TEXTE CITÉ >>
-=-=-
Les Journées Mondiales de la Jeunesse, qui auront lieu du 16 au 21 août à Madrid, en présence de Benoît XVI, sont centrées cette année sur le thème suivant : « Enracinés et fondés dans le Christ, affermis dans la foi » (cf. Col 2, 7). Le pape explique ce thème dans son message pour les JMJ 2011, que didoc.be commente en deux parties.
A première vue, l’expression de Saint Paul, « enracinés et fondés dans le Christ », n’a pas l’air très en phase avec notre temps : « m’enraciner » dans une autre personne s’apparente à une attache, à une entrave pour ma liberté de mouvement, pour mon autonomie. « Me fonder » en quelqu’un d’autre signifierait que je ne suis pas mon propre maître.
-=-=-
DONNÉES FOURNIES >>

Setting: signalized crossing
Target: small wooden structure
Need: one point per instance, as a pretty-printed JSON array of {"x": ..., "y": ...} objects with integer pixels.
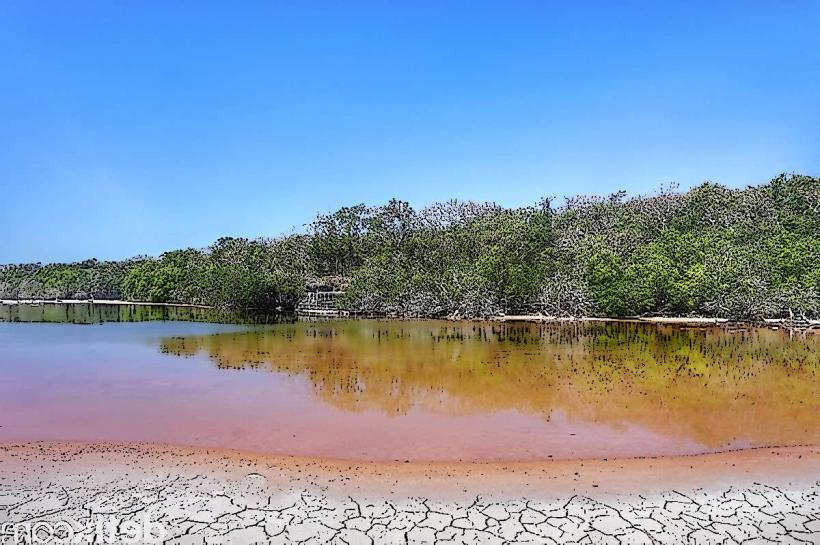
[{"x": 320, "y": 302}]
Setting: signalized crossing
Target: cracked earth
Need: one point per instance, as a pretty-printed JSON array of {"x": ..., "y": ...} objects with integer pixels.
[{"x": 217, "y": 497}]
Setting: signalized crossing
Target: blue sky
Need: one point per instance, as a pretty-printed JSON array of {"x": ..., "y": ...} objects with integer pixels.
[{"x": 137, "y": 127}]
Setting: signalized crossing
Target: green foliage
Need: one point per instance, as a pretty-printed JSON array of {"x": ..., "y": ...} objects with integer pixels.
[{"x": 711, "y": 251}]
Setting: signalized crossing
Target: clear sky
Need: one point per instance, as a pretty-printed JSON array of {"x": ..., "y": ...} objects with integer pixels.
[{"x": 138, "y": 127}]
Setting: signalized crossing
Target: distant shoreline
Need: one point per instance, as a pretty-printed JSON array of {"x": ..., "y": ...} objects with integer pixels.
[
  {"x": 531, "y": 318},
  {"x": 98, "y": 302}
]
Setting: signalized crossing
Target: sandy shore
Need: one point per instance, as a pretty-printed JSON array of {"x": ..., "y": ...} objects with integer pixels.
[{"x": 221, "y": 496}]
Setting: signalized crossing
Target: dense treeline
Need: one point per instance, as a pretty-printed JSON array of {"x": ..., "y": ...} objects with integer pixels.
[{"x": 710, "y": 251}]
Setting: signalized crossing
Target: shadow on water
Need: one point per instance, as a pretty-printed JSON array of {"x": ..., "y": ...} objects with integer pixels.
[
  {"x": 721, "y": 388},
  {"x": 96, "y": 313}
]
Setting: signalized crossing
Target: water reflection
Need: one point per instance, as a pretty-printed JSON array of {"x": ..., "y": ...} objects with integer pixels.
[
  {"x": 98, "y": 313},
  {"x": 719, "y": 388}
]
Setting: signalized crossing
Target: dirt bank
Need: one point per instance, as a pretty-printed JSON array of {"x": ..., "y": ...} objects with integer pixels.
[{"x": 200, "y": 495}]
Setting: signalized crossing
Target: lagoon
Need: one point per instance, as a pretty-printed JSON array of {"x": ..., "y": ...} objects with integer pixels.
[{"x": 412, "y": 390}]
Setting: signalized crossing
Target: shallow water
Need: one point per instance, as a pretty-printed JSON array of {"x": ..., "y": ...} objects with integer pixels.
[{"x": 412, "y": 390}]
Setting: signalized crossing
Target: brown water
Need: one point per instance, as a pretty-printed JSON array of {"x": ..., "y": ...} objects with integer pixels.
[{"x": 378, "y": 390}]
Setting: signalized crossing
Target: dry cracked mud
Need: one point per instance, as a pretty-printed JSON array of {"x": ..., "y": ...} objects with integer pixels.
[{"x": 212, "y": 496}]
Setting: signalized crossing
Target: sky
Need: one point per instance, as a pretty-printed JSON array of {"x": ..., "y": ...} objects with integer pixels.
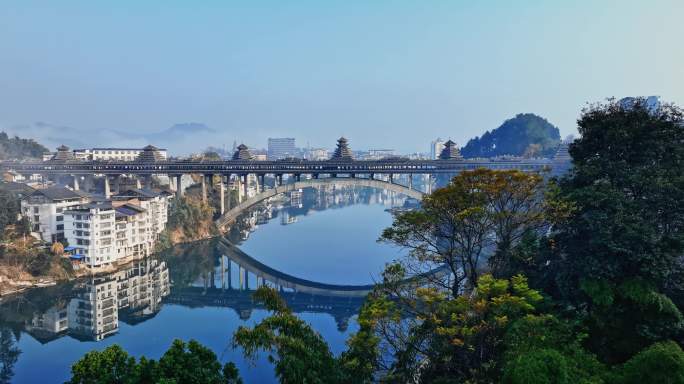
[{"x": 385, "y": 74}]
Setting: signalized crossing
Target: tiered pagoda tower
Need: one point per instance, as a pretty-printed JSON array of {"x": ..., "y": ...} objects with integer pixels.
[
  {"x": 342, "y": 152},
  {"x": 450, "y": 152},
  {"x": 63, "y": 154},
  {"x": 150, "y": 154},
  {"x": 242, "y": 153}
]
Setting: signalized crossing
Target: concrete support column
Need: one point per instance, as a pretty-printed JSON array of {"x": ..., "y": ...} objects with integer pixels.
[
  {"x": 230, "y": 273},
  {"x": 223, "y": 272},
  {"x": 204, "y": 188},
  {"x": 222, "y": 193},
  {"x": 107, "y": 191},
  {"x": 179, "y": 186},
  {"x": 88, "y": 183},
  {"x": 238, "y": 179}
]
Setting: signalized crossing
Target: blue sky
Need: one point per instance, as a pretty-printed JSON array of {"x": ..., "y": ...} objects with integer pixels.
[{"x": 385, "y": 74}]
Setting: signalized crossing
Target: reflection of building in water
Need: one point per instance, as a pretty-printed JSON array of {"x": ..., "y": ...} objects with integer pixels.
[
  {"x": 49, "y": 324},
  {"x": 296, "y": 198},
  {"x": 93, "y": 313}
]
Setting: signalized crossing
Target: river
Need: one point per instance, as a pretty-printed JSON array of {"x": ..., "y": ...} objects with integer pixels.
[{"x": 317, "y": 239}]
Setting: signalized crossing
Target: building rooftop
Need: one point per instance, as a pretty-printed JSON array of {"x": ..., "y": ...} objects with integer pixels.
[
  {"x": 128, "y": 210},
  {"x": 59, "y": 193},
  {"x": 139, "y": 193}
]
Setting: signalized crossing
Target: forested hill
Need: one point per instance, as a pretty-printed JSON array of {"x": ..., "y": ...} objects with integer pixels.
[
  {"x": 524, "y": 135},
  {"x": 17, "y": 148}
]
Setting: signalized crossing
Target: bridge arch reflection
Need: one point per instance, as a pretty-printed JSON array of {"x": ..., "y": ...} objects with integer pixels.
[{"x": 231, "y": 215}]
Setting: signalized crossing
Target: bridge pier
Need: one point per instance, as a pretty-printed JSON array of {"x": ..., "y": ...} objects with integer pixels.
[
  {"x": 107, "y": 191},
  {"x": 88, "y": 182}
]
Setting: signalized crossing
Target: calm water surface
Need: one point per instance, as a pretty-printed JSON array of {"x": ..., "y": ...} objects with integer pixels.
[{"x": 195, "y": 291}]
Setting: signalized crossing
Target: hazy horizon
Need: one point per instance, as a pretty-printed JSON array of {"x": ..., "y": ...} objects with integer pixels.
[{"x": 384, "y": 74}]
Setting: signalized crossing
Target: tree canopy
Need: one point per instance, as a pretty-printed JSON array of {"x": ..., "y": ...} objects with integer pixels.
[{"x": 16, "y": 148}]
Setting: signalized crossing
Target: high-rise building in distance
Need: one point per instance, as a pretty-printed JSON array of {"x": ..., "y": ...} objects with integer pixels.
[
  {"x": 436, "y": 147},
  {"x": 280, "y": 148}
]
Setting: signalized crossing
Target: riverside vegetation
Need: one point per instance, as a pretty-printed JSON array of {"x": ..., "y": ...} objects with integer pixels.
[{"x": 577, "y": 280}]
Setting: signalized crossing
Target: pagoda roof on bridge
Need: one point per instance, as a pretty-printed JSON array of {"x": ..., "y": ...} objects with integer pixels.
[
  {"x": 150, "y": 154},
  {"x": 342, "y": 152},
  {"x": 242, "y": 153}
]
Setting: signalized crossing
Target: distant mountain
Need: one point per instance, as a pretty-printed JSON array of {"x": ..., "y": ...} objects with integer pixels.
[
  {"x": 16, "y": 148},
  {"x": 524, "y": 135}
]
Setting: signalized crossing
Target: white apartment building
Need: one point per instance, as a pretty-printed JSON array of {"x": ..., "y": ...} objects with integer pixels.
[
  {"x": 45, "y": 210},
  {"x": 436, "y": 148},
  {"x": 113, "y": 154},
  {"x": 106, "y": 232},
  {"x": 89, "y": 228},
  {"x": 154, "y": 203},
  {"x": 133, "y": 233},
  {"x": 134, "y": 294}
]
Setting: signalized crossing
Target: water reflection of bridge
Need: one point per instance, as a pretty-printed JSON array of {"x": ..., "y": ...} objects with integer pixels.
[
  {"x": 340, "y": 308},
  {"x": 231, "y": 215}
]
-=-=-
SÉRIE D'EXERCICES >>
(1) D'après le texte sur les JMJ 2011, où et à quelles dates auront lieu les Journées Mondiales de la Jeunesse ?
(2) Recopiez mot pour mot, s'il vous plaît, le passage du texte sur les JMJ 2011 qui commence par les mots contenant « A première vue, l’expression » et se termine par « mon propre maître. ».

RÉPONSES AUX EXERCICES >>
(1) À Madrid, du 16 au 21 août.

(2)
A première vue, l’expression de Saint Paul, « enracinés et fondés dans le Christ », n’a pas l’air très en phase avec notre temps : « m’enraciner » dans une autre personne s’apparente à une attache, à une entrave pour ma liberté de mouvement, pour mon autonomie. « Me fonder » en quelqu’un d’autre signifierait que je ne suis pas mon propre maître.